<<<<

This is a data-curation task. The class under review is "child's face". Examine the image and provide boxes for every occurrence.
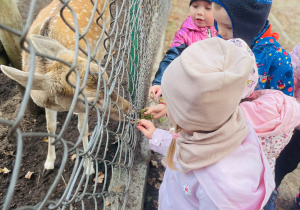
[212,5,233,40]
[190,1,214,27]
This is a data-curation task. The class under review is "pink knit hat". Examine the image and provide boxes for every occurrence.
[161,37,254,132]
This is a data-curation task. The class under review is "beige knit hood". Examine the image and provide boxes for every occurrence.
[161,37,254,172]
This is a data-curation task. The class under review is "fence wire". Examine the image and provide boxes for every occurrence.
[0,0,170,210]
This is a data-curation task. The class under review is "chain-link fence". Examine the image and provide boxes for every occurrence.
[0,0,170,210]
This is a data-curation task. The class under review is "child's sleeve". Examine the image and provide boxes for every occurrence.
[149,128,172,156]
[290,43,300,102]
[253,46,294,96]
[152,44,187,85]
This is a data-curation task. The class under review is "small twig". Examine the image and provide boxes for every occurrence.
[61,175,68,187]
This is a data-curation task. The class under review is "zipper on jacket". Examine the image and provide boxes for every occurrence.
[207,28,212,38]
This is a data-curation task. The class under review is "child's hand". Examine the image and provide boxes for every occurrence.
[137,119,155,139]
[149,85,161,101]
[145,104,167,119]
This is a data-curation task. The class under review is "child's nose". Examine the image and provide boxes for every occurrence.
[197,8,204,16]
[218,27,225,38]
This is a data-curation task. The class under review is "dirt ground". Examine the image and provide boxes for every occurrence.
[145,0,300,210]
[0,0,126,209]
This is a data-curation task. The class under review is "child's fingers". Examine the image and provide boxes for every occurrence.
[139,119,151,130]
[144,106,154,114]
[156,88,162,98]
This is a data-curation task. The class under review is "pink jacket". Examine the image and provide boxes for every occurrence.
[171,16,218,48]
[240,89,300,137]
[240,89,300,171]
[149,120,274,210]
[290,43,300,102]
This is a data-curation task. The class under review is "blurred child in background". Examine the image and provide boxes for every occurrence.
[149,0,217,99]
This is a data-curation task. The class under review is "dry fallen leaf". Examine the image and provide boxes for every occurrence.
[0,167,10,174]
[105,200,110,207]
[71,154,76,162]
[94,172,105,184]
[151,160,158,168]
[111,141,118,145]
[25,171,34,179]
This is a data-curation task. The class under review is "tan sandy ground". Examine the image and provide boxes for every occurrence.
[154,0,300,210]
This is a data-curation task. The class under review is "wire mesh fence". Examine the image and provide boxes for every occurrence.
[0,0,170,210]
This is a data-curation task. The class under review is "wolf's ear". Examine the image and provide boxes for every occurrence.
[0,65,51,91]
[30,34,69,57]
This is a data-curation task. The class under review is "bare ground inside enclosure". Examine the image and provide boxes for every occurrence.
[0,0,136,209]
[144,0,300,210]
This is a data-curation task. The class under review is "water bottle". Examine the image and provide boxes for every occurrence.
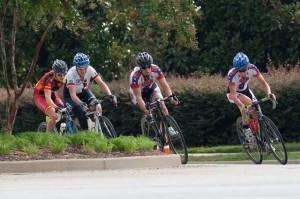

>>>>

Revise all of the data above so that every instance of "data-curation task" becomes "labeling task" and everything else stays the same. Leave the pictures out of your answer.

This is a labeling task. The class under review is "child's face". Examine the image and provide boxes for every occurrence.
[212,5,233,40]
[190,1,214,27]
This is a labeling task. The class under review is "pink knit hat". Examine the image and provide boxes for every occurrence.
[161,37,254,132]
This is a labeling task. The class under review is "beige knit hood". Examine the image and provide boxes for every occurrence.
[161,37,254,172]
This is a labeling task. The class under review is "fence wire". Examine the image and provide boxes for every occurrence.
[0,0,170,210]
This is a labeling task. The class under review is "chain-link fence". Examine the image and provide boxes for every occurrence.
[0,0,170,210]
This is a labeling task. The class under review is "child's sleeve". Examine the image and provide boxes for every occurrence.
[149,128,172,156]
[290,43,300,102]
[253,46,294,96]
[152,44,187,85]
This is a labeling task. The class under review is "small twig". Examine the image and provide boxes for every occurrence.
[61,175,68,187]
This is a labeling task. The class under review is "zipper on jacket". Examine the image and provide boxes for every occurrence.
[207,28,212,38]
This is a labeling task. The class under review is "child's hand". Examine the image and provide boxes for every occurrence.
[137,119,155,139]
[149,85,161,101]
[145,104,167,119]
This is a labeling task. The class under review is "child's nose". Examine the image and provide boxes for every occurrence.
[197,8,204,16]
[218,27,225,38]
This is a labeling task. The class under review is "dirt ground". Examine the image and provide boxes for every occurrence.
[145,0,300,210]
[0,0,126,209]
This is a labeling task. The class under review is "child's fingers". Examine the image and provide boxes for every occurrence.
[139,119,151,130]
[144,106,154,114]
[156,88,162,98]
This is a labeling task. The class under review is "pink jacket". Examine the image and provide boxes for every occurrence.
[171,16,218,48]
[240,89,300,137]
[240,89,300,171]
[149,120,274,210]
[290,43,300,102]
This is a labeling task. The class under review is "blurred child in background". Examine the image and provide boxes for every occurrence.
[149,0,217,99]
This is a labeling task. The class under review is "dry fallen leaf". Examine the image and provide boxes for every occurrence.
[0,167,10,174]
[105,200,110,207]
[71,154,76,162]
[94,172,105,184]
[151,160,158,168]
[111,141,118,145]
[25,171,34,179]
This is a labeling task. The class under review is "tan sandy ground". Examine the image and provide boxes for every occurrence.
[154,0,300,210]
This is a labeling task. The class under review is "wire mesh fence". Examine the image and provide boxes for every occurrence.
[0,0,170,210]
This is a labeling task. The class under review is "wolf's ear". Examine the image and provide boxes for every occurrence.
[0,65,51,91]
[30,34,69,57]
This is a labeling task. The class under review is "bare ground inside enclosure". Examine the image and provide boxes for every occurrence.
[0,0,136,209]
[144,0,300,210]
This is a labeling task. The class under review is "water bottle". Examine the image and provide boxes for every occurrence.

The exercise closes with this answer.